■ PROBLEM ■
Copy the rows from the line with "wall light, that would be a great help." through the line with "187 101 L 198", both lines included and requests kept, offsetting every coordinate in the answers by adding 109. Give only those lines.

(Shape boundary entries)
——
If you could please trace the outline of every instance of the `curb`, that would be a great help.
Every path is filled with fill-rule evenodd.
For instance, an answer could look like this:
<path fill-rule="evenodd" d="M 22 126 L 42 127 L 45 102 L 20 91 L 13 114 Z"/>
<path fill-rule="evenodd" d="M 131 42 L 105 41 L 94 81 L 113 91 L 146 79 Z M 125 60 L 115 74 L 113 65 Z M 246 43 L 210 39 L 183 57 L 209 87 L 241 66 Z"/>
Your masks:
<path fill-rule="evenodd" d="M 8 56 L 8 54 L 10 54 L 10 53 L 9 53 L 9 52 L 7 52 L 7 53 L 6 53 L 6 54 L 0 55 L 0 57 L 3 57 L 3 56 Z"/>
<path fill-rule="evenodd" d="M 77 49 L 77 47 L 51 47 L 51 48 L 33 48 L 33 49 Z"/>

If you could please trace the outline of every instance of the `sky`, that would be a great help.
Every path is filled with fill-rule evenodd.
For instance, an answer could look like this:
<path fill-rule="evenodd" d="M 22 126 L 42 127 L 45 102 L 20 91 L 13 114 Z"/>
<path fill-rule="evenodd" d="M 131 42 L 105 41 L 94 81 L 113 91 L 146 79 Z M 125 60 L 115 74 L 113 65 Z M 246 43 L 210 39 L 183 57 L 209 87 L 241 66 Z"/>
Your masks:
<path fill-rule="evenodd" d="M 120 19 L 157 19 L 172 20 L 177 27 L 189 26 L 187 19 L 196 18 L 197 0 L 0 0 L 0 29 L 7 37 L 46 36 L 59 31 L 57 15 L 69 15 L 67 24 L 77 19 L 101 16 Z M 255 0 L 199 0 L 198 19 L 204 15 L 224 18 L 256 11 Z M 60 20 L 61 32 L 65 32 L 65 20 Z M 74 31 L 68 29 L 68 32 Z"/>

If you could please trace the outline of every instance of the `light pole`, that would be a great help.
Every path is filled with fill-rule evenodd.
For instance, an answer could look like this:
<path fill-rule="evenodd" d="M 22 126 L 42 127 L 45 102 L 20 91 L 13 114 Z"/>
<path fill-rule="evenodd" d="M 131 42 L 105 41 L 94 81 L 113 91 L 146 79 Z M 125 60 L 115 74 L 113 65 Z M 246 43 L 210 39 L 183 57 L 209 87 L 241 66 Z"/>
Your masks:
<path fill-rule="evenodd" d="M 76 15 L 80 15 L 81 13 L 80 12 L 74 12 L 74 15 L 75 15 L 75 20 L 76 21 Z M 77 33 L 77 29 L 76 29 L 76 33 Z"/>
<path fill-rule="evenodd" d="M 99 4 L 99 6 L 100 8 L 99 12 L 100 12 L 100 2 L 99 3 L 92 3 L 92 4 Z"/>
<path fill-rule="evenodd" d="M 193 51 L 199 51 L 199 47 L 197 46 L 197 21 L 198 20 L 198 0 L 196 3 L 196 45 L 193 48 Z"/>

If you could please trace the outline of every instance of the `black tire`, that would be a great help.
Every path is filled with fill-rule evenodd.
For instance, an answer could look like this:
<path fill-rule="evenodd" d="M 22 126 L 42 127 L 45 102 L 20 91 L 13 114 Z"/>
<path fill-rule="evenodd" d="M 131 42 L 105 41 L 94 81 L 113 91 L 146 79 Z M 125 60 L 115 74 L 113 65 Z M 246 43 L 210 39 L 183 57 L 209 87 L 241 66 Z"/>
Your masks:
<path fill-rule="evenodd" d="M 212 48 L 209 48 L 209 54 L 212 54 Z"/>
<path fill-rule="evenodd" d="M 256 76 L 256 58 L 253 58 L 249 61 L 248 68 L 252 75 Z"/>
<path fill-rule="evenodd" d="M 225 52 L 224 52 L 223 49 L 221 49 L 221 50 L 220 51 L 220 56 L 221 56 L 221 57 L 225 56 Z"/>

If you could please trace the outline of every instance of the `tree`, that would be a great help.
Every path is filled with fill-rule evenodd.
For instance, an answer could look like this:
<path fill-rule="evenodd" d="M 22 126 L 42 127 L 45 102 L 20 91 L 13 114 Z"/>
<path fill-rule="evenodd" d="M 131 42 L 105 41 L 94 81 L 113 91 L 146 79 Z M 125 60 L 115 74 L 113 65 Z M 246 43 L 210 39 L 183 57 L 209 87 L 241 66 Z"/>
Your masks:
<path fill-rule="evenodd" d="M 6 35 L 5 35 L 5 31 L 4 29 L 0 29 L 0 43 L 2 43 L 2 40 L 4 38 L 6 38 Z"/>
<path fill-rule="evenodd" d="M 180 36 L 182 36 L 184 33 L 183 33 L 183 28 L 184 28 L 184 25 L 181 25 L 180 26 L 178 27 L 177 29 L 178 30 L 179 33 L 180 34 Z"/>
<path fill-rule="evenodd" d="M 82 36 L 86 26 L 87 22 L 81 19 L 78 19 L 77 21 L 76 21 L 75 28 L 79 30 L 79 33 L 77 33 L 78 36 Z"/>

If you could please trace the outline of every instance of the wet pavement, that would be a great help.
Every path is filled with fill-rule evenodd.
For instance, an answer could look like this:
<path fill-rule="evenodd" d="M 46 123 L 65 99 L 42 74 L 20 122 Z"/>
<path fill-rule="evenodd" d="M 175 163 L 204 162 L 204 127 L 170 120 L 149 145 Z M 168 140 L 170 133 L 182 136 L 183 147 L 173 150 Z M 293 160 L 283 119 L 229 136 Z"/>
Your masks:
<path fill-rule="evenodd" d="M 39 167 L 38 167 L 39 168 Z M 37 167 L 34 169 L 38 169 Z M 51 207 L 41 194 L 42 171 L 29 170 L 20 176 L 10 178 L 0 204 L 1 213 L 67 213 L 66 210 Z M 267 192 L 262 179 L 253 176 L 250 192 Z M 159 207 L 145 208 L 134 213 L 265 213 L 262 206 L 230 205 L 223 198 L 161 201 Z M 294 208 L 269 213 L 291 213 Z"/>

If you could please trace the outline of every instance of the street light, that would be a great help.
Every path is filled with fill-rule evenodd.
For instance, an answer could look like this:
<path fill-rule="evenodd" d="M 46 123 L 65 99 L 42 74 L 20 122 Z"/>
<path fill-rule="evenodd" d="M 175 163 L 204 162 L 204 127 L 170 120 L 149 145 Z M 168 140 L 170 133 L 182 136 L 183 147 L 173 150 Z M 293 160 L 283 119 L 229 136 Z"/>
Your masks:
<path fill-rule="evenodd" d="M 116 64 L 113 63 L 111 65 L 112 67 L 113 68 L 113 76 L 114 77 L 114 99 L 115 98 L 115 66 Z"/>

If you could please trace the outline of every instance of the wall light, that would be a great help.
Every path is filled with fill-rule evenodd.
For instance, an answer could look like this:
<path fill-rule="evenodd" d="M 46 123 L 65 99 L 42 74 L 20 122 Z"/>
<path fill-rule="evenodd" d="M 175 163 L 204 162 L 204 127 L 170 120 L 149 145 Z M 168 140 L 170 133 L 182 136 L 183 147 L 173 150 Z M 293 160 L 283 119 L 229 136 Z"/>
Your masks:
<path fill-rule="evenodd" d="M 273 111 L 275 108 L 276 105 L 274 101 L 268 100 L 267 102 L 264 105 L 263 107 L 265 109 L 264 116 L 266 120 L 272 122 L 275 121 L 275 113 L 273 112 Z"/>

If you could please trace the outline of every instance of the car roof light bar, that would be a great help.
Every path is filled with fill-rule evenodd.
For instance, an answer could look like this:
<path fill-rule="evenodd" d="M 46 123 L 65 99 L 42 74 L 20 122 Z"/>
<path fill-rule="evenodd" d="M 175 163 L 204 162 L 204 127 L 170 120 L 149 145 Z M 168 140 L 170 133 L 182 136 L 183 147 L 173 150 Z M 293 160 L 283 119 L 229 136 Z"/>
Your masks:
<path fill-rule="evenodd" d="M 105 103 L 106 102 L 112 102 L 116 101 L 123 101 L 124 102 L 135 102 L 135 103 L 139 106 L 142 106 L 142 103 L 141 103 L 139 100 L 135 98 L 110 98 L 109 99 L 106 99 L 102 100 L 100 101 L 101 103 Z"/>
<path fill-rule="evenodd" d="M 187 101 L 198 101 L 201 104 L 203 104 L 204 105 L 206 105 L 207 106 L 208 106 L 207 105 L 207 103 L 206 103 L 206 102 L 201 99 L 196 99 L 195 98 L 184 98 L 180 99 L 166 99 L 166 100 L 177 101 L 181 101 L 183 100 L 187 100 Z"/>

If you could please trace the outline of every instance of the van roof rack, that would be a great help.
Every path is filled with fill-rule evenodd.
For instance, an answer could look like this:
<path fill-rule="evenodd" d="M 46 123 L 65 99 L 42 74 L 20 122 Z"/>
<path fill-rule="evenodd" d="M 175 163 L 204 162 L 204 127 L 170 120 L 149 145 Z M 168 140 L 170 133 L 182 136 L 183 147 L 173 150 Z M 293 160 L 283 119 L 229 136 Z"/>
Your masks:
——
■ RIGHT ANSWER ■
If you could please trace the outline of every instance of the wall light, that would be a great help.
Every path is filled with fill-rule evenodd.
For instance, an answer could look like this:
<path fill-rule="evenodd" d="M 46 123 L 65 99 L 42 74 L 20 122 Z"/>
<path fill-rule="evenodd" d="M 175 163 L 204 162 L 204 127 L 170 120 L 149 145 Z M 168 140 L 170 133 L 182 136 L 183 147 L 173 150 Z M 293 160 L 283 119 L 229 136 Z"/>
Your masks:
<path fill-rule="evenodd" d="M 382 220 L 384 217 L 385 214 L 383 210 L 377 209 L 376 211 L 373 214 L 372 216 L 374 218 L 373 225 L 375 229 L 381 231 L 384 230 L 384 222 L 382 221 Z"/>

If you could please trace the outline of every instance of the car roof light bar, that would be a great help.
Every path is filled with fill-rule evenodd.
For instance, an answer could look like this:
<path fill-rule="evenodd" d="M 46 123 L 65 99 L 42 74 L 20 122 Z"/>
<path fill-rule="evenodd" d="M 175 163 L 204 162 L 204 127 L 170 120 L 149 145 Z M 168 140 L 170 133 L 182 136 L 183 147 L 173 150 Z M 293 160 L 283 119 L 229 136 Z"/>
Your masks:
<path fill-rule="evenodd" d="M 214 212 L 215 211 L 221 211 L 225 210 L 232 210 L 233 211 L 244 211 L 244 212 L 248 215 L 251 215 L 251 212 L 250 212 L 248 209 L 244 207 L 219 207 L 218 208 L 215 208 L 211 209 L 209 210 L 210 212 Z"/>
<path fill-rule="evenodd" d="M 296 210 L 307 210 L 310 213 L 312 213 L 313 214 L 315 214 L 316 215 L 317 215 L 316 214 L 316 212 L 315 212 L 315 211 L 310 208 L 305 208 L 304 207 L 293 207 L 289 208 L 275 208 L 275 209 L 286 210 L 290 210 L 292 209 L 296 209 Z"/>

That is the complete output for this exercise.